DATA RECORDS Start Marker

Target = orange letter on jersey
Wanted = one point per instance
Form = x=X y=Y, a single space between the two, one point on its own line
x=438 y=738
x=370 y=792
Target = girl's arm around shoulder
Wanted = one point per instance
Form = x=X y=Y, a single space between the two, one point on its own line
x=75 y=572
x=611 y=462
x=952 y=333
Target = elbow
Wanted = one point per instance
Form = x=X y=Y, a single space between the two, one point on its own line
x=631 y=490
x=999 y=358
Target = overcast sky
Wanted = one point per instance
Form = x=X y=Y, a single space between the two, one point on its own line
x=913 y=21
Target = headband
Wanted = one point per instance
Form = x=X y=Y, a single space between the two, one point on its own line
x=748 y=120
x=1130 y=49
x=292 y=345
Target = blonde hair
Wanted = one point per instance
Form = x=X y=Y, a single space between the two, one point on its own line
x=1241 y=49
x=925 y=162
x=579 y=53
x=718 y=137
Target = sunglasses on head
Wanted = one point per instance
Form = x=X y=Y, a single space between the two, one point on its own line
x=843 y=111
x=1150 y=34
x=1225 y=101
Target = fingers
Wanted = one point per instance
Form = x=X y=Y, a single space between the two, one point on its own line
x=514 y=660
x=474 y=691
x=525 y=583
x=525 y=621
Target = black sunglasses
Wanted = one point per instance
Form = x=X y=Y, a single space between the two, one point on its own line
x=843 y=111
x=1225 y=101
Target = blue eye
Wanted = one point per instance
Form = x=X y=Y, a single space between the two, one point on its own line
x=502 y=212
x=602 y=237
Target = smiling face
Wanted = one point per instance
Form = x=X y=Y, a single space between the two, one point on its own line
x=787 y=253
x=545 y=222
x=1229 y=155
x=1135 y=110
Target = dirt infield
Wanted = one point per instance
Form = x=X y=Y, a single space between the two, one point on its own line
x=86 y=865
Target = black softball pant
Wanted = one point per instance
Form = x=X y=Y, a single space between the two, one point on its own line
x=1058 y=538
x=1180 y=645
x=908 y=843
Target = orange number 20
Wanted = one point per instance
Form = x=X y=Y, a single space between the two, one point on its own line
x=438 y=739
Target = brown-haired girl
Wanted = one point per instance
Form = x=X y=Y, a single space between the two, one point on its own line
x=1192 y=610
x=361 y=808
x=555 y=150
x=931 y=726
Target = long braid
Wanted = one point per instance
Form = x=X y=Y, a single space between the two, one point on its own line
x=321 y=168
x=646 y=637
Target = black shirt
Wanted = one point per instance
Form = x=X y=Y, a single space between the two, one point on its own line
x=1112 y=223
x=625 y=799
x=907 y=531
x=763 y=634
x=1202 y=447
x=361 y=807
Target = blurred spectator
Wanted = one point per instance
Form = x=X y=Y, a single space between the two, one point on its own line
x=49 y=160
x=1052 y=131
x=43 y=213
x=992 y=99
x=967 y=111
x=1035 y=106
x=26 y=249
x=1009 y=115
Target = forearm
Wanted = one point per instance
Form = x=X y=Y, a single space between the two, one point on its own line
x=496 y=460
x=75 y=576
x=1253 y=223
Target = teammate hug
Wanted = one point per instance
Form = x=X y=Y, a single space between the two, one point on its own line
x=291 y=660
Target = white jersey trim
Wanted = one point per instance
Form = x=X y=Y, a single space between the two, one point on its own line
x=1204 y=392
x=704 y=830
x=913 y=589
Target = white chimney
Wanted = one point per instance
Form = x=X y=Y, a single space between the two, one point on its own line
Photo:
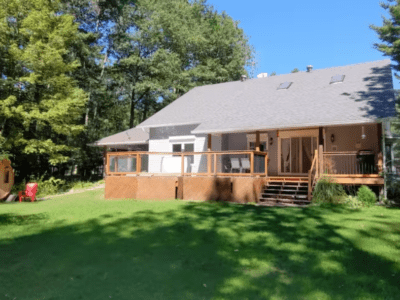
x=262 y=75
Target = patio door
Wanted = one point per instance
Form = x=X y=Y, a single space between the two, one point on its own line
x=296 y=153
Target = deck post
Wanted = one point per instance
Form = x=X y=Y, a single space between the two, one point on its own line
x=182 y=164
x=105 y=162
x=138 y=163
x=215 y=163
x=309 y=185
x=321 y=159
x=317 y=162
x=209 y=145
x=252 y=163
x=257 y=141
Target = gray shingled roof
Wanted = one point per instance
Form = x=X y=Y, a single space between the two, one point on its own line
x=131 y=136
x=365 y=95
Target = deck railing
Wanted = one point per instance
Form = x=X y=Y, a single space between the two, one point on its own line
x=349 y=163
x=221 y=163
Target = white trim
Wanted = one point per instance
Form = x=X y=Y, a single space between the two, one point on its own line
x=119 y=143
x=182 y=138
x=289 y=134
x=293 y=127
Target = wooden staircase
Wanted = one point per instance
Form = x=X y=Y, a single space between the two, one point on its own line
x=285 y=192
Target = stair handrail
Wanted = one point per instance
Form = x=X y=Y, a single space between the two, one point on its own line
x=311 y=177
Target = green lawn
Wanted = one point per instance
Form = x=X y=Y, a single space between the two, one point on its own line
x=84 y=247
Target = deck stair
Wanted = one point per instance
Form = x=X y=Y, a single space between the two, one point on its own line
x=285 y=193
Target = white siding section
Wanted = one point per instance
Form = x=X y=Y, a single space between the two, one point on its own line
x=162 y=139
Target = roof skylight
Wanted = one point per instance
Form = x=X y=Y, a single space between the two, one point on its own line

DATA RECORDS End Marker

→ TASK OBJECTIVE
Looking at the entries, how many lines contain the string "deck"? The answer is that number alone.

→ RESULT BELOW
3